>>>>

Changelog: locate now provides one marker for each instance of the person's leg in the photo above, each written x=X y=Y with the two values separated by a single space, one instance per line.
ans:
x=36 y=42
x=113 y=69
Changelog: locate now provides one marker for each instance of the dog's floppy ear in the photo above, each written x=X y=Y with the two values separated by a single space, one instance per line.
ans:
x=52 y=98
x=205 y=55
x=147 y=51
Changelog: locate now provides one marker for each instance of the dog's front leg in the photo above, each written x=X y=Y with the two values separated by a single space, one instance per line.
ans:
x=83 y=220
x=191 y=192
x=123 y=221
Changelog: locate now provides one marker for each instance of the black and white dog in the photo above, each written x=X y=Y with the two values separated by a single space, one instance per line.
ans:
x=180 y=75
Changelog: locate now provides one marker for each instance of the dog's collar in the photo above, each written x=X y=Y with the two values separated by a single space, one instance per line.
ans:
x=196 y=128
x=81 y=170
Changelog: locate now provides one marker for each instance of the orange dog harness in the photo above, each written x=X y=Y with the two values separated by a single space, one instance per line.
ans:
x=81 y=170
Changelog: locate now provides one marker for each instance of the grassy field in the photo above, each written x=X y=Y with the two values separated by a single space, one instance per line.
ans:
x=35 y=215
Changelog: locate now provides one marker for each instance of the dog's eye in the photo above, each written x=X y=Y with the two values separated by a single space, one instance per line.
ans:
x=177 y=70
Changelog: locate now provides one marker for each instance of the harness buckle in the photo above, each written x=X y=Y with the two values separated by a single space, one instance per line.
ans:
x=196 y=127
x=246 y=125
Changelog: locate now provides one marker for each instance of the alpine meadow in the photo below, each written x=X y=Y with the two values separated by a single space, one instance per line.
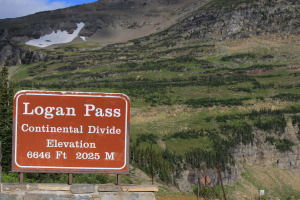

<<<<

→ PROBLEM STATEMENT: Reproduce every one of the lines above verbatim, from the first through the last, omitting the picture from your reproduction.

→ REPLY TO THE TASK:
Changelog: locate now provides one marker for each instance of the person's leg in the photo above, each written x=X y=Y with the two values separated by a single space, one instance per line.
ans:
x=36 y=42
x=113 y=69
Changelog: locate now provides one marker for each instance of the dog's floppy ear in the photo above, each written x=X y=Y with the two values separated by a single space, one instance per line.
ans:
x=52 y=98
x=205 y=55
x=147 y=51
Changelog: locate now provides one marker for each instance of the dog's front leg in the photo above, each written x=X y=Y with the two values separated by a single space, one instance per line.
ans:
x=83 y=220
x=191 y=192
x=123 y=221
Changelog: locate now provides one marker for each instance of the black and white dog in the photo above, each written x=X y=Y with the two values separated by a single space, one instance per line.
ans:
x=180 y=75
Changelog: locate now provides one marker for each instance of the dog's collar in the photo above, each written x=X y=Y with the two values separated by a single space, one instance per line.
ans:
x=196 y=128
x=81 y=170
Changelog: locate now provides one marker for each instance of the orange dog harness in the photo above, each written x=X y=Y with the two values separated by a single space, one instance per line.
ans:
x=81 y=170
Changelog: locate now provides one marker for each instance of the grassy field in the photo above, each written x=X y=Y with the two values separated by a single space, one instance per line.
ans:
x=35 y=215
Changelog: locate now provides one marker for each instance of the dog's eye in the photo above, each written x=X y=Y with the two values separated by a single space, one instance per line.
ans:
x=177 y=70
Changelog: locate now provides one marker for each instance of the harness buckle in the photo above, each written x=X y=Y with the two values separated by a single space, one instance per line.
ans:
x=196 y=127
x=246 y=125
Changelog: locate now provides one marker for each instance of the alpine meadow in the photo below, each written x=X y=Y with the two values separated by a single space, one instance per line.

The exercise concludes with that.